**Request**
Find every line in the data below that contains the word "with", and copy each of those lines. Matching is case-sensitive.

_ _ _ _ _ _ _

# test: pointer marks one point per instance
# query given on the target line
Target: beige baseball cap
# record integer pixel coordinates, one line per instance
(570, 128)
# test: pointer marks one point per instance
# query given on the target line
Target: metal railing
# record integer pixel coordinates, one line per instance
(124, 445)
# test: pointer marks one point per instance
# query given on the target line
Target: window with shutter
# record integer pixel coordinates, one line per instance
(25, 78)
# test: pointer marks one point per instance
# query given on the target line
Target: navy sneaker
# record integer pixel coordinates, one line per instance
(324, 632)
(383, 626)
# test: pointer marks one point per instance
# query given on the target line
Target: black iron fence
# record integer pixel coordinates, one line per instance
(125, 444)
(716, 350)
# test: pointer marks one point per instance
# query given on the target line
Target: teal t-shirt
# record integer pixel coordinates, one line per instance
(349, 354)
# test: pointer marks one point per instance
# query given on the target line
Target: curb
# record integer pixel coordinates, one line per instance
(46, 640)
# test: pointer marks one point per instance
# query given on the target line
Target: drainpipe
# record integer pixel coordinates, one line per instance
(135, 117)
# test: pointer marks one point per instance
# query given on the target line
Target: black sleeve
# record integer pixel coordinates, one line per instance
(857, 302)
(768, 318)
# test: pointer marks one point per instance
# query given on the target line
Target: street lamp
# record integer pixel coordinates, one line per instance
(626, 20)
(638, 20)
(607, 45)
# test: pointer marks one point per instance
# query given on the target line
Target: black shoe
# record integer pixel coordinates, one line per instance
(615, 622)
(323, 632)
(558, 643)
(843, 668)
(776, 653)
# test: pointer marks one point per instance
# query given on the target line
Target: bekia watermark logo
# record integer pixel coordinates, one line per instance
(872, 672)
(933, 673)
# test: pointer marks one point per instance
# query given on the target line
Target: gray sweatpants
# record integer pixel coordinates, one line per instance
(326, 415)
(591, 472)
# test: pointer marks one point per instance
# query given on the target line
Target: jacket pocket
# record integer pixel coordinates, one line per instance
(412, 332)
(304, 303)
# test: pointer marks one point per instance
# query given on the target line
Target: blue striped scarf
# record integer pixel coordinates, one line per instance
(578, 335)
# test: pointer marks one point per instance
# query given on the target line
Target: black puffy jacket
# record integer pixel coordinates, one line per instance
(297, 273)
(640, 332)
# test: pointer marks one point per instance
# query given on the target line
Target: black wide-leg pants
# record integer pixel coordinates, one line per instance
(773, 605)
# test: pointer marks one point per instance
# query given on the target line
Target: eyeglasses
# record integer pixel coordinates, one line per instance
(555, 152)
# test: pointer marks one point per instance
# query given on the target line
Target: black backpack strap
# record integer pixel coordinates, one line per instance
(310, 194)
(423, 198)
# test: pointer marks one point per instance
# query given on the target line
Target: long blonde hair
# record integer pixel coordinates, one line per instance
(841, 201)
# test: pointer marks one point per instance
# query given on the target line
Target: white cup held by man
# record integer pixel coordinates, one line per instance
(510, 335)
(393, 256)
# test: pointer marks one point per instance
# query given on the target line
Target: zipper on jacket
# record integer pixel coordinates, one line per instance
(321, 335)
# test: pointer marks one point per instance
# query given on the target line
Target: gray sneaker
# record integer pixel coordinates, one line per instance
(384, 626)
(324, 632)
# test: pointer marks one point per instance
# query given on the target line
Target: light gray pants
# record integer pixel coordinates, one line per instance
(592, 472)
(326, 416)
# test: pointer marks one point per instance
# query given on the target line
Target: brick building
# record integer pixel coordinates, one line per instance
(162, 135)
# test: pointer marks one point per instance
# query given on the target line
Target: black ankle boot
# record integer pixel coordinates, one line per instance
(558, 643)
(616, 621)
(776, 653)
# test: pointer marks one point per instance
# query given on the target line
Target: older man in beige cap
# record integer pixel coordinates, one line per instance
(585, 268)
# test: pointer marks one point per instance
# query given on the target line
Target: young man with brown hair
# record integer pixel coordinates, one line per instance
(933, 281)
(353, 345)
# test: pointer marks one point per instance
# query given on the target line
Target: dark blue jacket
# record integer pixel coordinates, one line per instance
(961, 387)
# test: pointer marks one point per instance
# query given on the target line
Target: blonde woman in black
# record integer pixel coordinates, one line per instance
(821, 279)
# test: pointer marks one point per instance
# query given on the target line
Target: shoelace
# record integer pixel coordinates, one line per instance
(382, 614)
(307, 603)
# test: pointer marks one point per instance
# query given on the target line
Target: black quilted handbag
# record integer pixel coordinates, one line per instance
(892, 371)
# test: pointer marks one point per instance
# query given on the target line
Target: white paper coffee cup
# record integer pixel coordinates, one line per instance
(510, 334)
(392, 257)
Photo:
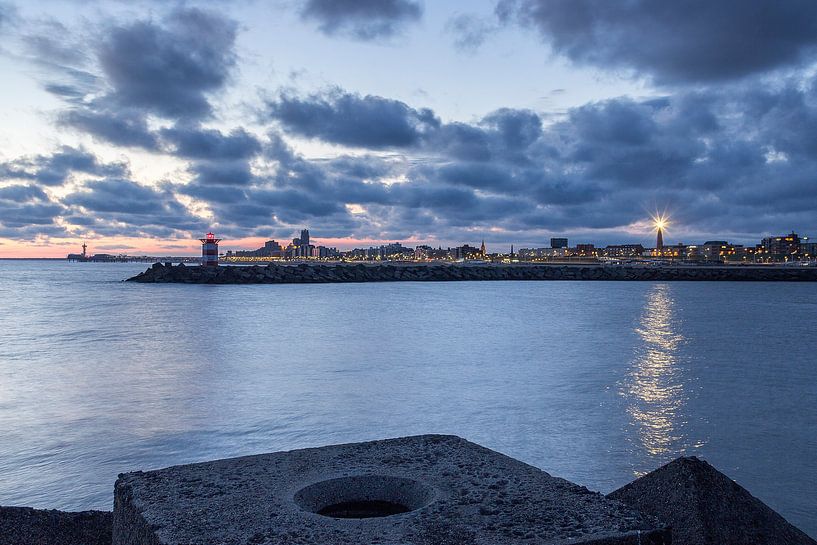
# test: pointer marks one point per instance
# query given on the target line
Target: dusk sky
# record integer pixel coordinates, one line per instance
(139, 126)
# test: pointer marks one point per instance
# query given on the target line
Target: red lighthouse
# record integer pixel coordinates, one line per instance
(209, 250)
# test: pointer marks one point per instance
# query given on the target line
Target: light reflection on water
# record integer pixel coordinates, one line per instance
(590, 381)
(656, 385)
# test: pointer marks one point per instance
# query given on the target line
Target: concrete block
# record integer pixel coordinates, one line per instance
(705, 507)
(27, 526)
(423, 490)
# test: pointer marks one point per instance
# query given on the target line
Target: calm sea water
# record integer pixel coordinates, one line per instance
(592, 381)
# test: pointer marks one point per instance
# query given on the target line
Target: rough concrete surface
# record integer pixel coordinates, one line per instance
(457, 493)
(705, 507)
(27, 526)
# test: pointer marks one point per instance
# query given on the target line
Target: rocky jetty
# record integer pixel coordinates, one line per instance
(444, 272)
(705, 507)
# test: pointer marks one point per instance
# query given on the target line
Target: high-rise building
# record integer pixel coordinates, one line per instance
(209, 250)
(782, 246)
(558, 243)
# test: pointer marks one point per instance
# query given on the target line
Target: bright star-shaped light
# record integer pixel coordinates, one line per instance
(660, 221)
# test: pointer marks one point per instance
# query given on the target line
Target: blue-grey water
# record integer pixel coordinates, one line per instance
(597, 382)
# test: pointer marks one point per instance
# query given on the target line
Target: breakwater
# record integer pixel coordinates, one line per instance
(444, 272)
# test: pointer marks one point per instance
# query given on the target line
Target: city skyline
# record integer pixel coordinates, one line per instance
(511, 121)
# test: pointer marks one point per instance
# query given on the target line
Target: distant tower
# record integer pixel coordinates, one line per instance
(209, 250)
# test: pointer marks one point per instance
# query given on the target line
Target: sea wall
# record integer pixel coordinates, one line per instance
(441, 272)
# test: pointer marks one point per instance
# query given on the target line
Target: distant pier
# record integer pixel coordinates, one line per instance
(445, 272)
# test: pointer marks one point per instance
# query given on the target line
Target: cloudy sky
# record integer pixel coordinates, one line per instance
(138, 126)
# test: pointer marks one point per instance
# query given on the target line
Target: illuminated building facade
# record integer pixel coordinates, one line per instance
(209, 250)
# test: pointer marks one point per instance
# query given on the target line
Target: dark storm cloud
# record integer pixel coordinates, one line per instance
(199, 143)
(677, 41)
(26, 211)
(352, 120)
(362, 19)
(54, 169)
(469, 31)
(168, 69)
(123, 207)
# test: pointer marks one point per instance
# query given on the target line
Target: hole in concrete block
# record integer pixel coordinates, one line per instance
(364, 496)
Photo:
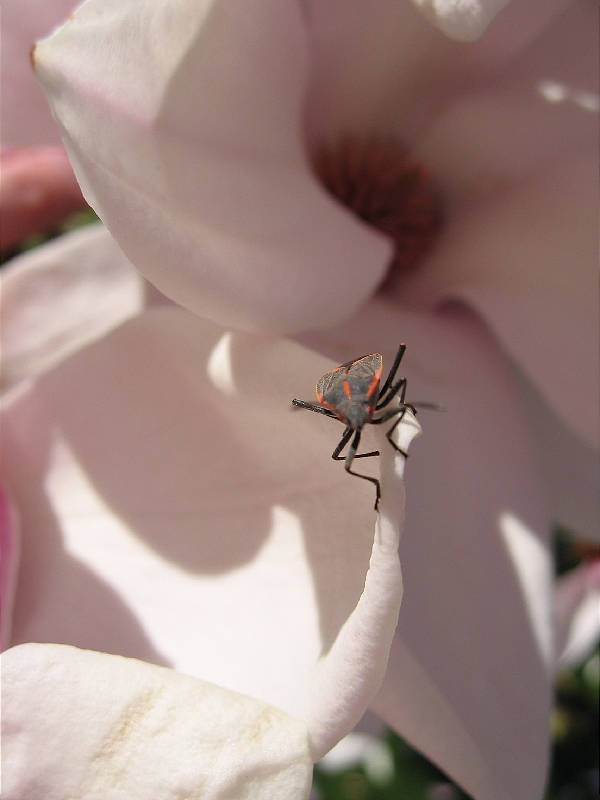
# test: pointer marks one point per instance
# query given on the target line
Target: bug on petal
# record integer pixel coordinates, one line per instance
(351, 393)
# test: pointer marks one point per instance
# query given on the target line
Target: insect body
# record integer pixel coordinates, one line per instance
(351, 394)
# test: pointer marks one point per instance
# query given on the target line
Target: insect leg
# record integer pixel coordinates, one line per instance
(351, 455)
(393, 371)
(400, 386)
(343, 442)
(314, 407)
(388, 415)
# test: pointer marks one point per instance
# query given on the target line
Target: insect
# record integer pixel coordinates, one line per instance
(350, 393)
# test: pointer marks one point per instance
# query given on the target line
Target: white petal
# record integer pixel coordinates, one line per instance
(577, 608)
(468, 677)
(88, 725)
(26, 119)
(461, 19)
(183, 123)
(57, 298)
(380, 68)
(9, 563)
(177, 508)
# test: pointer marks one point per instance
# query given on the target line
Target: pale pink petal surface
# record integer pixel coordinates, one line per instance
(469, 676)
(26, 118)
(38, 191)
(191, 152)
(57, 298)
(165, 518)
(520, 163)
(90, 726)
(9, 563)
(461, 19)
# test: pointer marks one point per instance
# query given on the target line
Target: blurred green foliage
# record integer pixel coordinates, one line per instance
(574, 728)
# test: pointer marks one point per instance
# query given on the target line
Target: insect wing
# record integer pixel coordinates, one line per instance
(330, 388)
(357, 379)
(363, 376)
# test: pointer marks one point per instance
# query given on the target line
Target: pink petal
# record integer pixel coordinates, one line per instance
(184, 131)
(167, 486)
(9, 562)
(37, 193)
(380, 68)
(519, 173)
(468, 678)
(90, 726)
(60, 296)
(26, 118)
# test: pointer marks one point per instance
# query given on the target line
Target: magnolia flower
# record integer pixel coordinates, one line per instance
(205, 520)
(38, 188)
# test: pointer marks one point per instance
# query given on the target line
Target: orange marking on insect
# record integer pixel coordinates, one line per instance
(374, 384)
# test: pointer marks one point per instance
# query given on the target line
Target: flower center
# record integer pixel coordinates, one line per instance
(379, 182)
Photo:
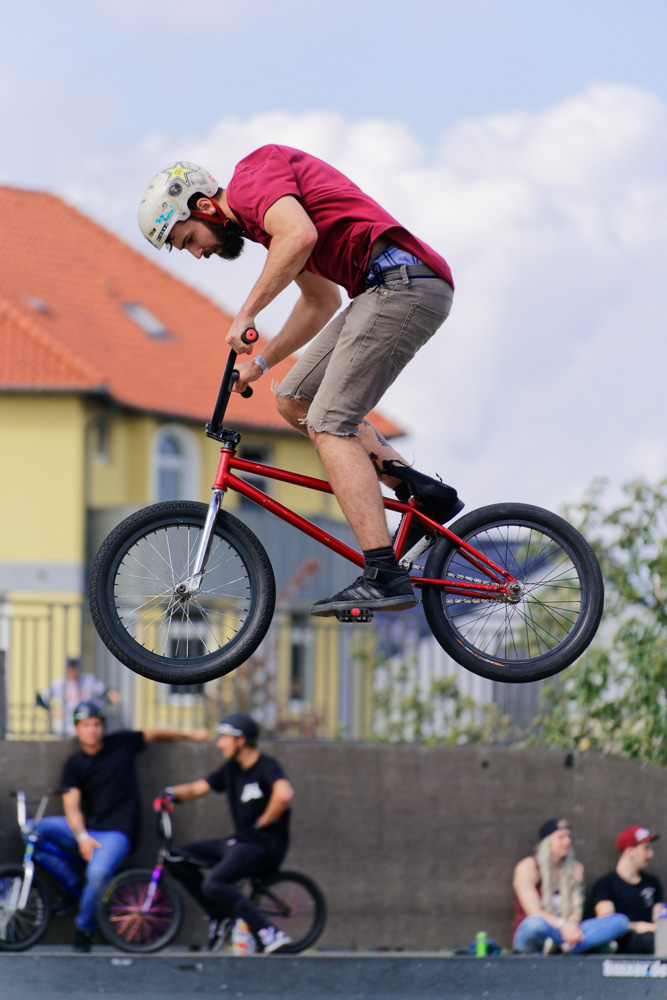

_ _ _ _ _ _ _

**Correct output**
Target: window with shutter
Target: young man with brown hair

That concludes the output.